Polecenie do zadania
Zacytuj bez żadnych zmian wszystko od pierwszego wiersza danych w dół aż do wiersza zawierającego „box: [245, 128, 328, 167]”, łącznie z oboma tymi wierszami.

Dane
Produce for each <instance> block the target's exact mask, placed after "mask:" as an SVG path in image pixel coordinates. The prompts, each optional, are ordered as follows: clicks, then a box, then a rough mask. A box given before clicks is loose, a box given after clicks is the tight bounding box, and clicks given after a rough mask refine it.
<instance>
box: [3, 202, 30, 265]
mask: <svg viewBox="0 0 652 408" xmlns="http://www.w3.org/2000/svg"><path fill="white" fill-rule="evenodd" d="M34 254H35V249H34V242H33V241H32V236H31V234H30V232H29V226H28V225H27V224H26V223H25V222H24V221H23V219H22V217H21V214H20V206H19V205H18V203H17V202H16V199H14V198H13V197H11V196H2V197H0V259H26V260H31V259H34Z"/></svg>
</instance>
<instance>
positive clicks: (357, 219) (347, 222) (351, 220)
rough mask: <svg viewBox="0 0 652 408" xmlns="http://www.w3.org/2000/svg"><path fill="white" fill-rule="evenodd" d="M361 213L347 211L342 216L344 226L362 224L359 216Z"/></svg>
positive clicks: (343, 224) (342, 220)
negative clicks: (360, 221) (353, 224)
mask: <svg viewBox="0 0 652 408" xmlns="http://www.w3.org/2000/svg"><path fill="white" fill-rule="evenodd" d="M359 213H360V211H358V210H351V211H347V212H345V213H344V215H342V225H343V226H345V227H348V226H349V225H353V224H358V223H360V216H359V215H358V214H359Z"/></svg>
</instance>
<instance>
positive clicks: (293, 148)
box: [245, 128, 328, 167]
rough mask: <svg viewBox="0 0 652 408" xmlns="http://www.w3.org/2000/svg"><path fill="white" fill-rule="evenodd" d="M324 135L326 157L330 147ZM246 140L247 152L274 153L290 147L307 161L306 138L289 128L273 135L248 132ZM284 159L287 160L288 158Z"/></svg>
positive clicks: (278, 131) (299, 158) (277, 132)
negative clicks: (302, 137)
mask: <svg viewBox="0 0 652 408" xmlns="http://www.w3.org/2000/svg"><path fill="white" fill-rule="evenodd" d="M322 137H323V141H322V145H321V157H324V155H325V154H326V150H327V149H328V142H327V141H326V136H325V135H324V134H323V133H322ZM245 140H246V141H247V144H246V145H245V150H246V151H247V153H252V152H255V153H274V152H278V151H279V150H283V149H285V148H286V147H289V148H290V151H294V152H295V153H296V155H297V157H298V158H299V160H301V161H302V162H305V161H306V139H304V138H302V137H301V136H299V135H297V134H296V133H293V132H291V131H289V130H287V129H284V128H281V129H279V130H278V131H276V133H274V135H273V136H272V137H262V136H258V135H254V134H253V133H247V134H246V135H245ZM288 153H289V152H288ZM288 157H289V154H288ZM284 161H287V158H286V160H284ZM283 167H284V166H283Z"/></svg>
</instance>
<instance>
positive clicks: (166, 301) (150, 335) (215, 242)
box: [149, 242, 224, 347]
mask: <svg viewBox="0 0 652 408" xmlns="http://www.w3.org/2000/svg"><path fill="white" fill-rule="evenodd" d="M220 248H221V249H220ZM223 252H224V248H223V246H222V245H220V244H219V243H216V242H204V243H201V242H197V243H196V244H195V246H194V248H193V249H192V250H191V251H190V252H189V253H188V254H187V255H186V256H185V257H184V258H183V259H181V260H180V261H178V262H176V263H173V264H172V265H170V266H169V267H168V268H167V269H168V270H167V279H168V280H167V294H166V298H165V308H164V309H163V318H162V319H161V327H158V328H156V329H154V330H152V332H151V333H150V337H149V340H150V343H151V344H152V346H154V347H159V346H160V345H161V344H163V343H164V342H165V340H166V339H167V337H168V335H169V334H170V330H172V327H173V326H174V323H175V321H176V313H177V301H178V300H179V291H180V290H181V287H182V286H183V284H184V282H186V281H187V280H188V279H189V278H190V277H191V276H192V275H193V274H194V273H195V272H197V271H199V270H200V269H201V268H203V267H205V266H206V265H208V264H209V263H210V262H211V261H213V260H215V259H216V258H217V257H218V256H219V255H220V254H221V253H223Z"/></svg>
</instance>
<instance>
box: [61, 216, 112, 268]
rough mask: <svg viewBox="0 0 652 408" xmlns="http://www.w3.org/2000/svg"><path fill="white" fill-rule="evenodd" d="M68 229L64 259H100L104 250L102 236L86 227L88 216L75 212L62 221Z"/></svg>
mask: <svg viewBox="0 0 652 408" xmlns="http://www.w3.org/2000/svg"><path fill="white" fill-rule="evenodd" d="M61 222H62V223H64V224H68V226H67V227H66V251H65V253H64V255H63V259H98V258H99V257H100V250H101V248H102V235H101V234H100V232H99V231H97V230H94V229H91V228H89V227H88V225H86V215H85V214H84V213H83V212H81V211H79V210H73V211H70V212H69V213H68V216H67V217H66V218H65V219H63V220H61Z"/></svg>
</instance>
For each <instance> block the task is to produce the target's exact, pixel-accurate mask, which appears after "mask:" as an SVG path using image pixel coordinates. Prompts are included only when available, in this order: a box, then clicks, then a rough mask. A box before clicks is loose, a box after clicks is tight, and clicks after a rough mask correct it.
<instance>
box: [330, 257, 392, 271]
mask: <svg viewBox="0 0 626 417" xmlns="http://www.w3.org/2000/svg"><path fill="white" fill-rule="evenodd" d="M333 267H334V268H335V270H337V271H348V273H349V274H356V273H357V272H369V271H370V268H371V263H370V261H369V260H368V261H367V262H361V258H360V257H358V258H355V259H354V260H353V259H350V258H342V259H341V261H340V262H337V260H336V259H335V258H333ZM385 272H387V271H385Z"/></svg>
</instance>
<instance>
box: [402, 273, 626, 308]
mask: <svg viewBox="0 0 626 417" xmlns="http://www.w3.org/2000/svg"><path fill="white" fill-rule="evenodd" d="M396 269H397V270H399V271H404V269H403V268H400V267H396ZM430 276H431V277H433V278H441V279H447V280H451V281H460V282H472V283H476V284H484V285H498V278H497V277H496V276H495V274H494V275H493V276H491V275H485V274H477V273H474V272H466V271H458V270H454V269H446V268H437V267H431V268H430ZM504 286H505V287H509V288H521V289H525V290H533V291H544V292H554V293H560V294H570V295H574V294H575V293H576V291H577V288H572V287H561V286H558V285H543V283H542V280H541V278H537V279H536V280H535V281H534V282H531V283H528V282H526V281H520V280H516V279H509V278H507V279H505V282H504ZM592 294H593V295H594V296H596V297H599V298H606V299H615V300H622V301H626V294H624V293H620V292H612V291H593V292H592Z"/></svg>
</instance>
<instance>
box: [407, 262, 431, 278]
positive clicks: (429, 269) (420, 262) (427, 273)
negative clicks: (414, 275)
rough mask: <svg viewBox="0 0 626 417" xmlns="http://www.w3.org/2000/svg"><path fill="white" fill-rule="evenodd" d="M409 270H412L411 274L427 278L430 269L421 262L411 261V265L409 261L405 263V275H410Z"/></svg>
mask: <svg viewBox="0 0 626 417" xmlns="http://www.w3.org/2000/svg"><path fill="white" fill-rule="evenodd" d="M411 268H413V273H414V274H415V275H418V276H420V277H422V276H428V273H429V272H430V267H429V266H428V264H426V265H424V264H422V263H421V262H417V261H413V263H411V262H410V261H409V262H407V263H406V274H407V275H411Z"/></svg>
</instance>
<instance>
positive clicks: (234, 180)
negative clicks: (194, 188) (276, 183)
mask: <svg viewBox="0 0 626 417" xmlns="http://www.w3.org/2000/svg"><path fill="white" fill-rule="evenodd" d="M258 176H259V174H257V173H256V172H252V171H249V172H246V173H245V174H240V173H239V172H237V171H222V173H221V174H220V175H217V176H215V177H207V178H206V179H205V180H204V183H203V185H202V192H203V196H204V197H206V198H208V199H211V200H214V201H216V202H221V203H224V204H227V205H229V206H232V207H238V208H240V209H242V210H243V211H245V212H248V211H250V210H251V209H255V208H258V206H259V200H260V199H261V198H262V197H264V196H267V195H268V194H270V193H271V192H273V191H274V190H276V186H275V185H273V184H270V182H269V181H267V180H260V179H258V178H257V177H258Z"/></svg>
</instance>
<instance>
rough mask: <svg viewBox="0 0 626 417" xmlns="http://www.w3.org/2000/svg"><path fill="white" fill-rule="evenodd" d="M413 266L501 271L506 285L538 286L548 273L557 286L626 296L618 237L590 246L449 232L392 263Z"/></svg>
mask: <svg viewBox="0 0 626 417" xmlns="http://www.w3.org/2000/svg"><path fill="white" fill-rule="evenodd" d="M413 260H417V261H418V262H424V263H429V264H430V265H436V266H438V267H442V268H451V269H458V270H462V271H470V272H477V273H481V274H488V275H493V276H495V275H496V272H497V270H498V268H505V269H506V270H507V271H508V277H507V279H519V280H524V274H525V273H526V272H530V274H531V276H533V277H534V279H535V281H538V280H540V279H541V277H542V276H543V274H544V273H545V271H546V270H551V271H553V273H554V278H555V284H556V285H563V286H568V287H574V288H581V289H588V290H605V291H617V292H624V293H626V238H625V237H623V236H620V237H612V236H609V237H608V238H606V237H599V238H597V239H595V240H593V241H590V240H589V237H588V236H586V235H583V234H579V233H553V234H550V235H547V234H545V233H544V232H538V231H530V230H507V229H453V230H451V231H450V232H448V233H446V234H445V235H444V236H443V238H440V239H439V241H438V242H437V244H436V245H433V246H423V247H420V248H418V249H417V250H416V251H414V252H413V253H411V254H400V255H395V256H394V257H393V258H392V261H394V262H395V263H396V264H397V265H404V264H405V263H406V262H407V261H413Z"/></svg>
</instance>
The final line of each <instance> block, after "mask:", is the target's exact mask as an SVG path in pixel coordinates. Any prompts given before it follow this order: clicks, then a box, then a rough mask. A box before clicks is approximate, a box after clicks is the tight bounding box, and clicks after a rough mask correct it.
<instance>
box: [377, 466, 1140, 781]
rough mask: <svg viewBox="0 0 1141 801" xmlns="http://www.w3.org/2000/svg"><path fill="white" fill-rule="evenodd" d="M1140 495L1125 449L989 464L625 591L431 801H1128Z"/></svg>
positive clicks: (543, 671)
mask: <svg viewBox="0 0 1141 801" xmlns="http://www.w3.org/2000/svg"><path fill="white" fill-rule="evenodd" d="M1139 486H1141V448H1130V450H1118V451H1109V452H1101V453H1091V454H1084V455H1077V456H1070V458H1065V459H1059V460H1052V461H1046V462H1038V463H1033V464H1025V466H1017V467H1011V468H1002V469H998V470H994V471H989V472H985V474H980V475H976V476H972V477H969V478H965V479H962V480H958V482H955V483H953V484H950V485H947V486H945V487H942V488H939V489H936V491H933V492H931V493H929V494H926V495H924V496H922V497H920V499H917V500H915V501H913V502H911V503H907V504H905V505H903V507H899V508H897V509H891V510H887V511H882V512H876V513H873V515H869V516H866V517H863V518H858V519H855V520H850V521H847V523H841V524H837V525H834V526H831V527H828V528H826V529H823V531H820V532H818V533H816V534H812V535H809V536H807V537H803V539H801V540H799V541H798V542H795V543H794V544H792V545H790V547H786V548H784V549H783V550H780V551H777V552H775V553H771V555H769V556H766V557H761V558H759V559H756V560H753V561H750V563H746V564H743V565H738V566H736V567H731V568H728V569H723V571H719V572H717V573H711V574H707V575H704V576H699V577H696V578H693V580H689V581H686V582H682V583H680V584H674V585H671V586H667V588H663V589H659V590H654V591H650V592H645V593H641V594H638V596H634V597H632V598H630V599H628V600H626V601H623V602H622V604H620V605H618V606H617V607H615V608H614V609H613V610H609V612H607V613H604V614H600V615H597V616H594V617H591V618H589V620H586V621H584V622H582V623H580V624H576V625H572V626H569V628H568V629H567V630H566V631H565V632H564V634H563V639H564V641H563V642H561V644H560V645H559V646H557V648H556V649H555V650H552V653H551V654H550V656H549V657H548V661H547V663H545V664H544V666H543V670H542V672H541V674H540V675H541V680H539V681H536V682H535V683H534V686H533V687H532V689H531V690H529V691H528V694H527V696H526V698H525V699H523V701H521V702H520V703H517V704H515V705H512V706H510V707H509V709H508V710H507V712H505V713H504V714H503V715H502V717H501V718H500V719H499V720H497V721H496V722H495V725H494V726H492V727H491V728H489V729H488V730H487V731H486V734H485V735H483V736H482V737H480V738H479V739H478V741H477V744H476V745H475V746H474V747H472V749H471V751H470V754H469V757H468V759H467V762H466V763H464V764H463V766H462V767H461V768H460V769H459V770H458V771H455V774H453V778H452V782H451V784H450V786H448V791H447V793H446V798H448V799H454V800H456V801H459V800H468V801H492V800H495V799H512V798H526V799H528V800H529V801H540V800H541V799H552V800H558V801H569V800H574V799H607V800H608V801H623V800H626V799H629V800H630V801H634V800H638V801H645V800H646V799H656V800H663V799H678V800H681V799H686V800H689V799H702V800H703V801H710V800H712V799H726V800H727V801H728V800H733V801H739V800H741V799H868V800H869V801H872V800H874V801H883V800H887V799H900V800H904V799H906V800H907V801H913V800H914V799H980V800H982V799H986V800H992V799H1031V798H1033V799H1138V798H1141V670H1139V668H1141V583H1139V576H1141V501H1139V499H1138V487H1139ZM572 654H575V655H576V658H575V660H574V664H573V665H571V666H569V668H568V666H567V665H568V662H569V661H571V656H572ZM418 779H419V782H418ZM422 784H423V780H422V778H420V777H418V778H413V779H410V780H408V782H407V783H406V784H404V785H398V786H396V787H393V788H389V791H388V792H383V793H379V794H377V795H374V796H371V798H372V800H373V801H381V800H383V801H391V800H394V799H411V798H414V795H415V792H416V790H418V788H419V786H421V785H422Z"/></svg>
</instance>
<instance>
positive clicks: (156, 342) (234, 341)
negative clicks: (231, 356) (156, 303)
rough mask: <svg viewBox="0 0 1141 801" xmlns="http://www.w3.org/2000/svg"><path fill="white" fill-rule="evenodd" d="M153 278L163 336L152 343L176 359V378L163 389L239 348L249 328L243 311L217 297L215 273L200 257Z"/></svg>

Twoje rozwiązanie
Produce for each <instance> block the target's exact mask, placed after "mask:" as an SVG path in image pixel coordinates. The prompts, each optional, are ordered as follows: clicks, then a box, then a rough mask. A box given before clicks is loose, a box given after clicks is the tight bounding box, and clicks given after a rough mask refine it.
<instance>
box: [3, 202, 30, 265]
mask: <svg viewBox="0 0 652 408" xmlns="http://www.w3.org/2000/svg"><path fill="white" fill-rule="evenodd" d="M34 254H35V249H34V242H33V241H32V236H31V234H30V232H29V226H28V225H27V224H26V223H25V222H24V221H23V219H22V217H21V214H20V206H19V205H18V203H17V202H16V199H14V198H13V197H11V196H2V197H0V259H26V260H31V259H34Z"/></svg>
</instance>
<instance>
positive clicks: (357, 219) (347, 222) (351, 220)
rough mask: <svg viewBox="0 0 652 408" xmlns="http://www.w3.org/2000/svg"><path fill="white" fill-rule="evenodd" d="M361 213L347 211L342 216L344 226L362 224L359 216Z"/></svg>
positive clicks: (343, 224) (342, 220)
negative clicks: (360, 221) (353, 224)
mask: <svg viewBox="0 0 652 408" xmlns="http://www.w3.org/2000/svg"><path fill="white" fill-rule="evenodd" d="M359 213H360V211H358V210H351V211H347V212H345V213H344V215H342V225H343V226H345V227H348V226H349V225H353V224H358V223H360V216H359V215H358V214H359Z"/></svg>
</instance>
<instance>
positive clicks: (293, 148)
box: [245, 128, 328, 167]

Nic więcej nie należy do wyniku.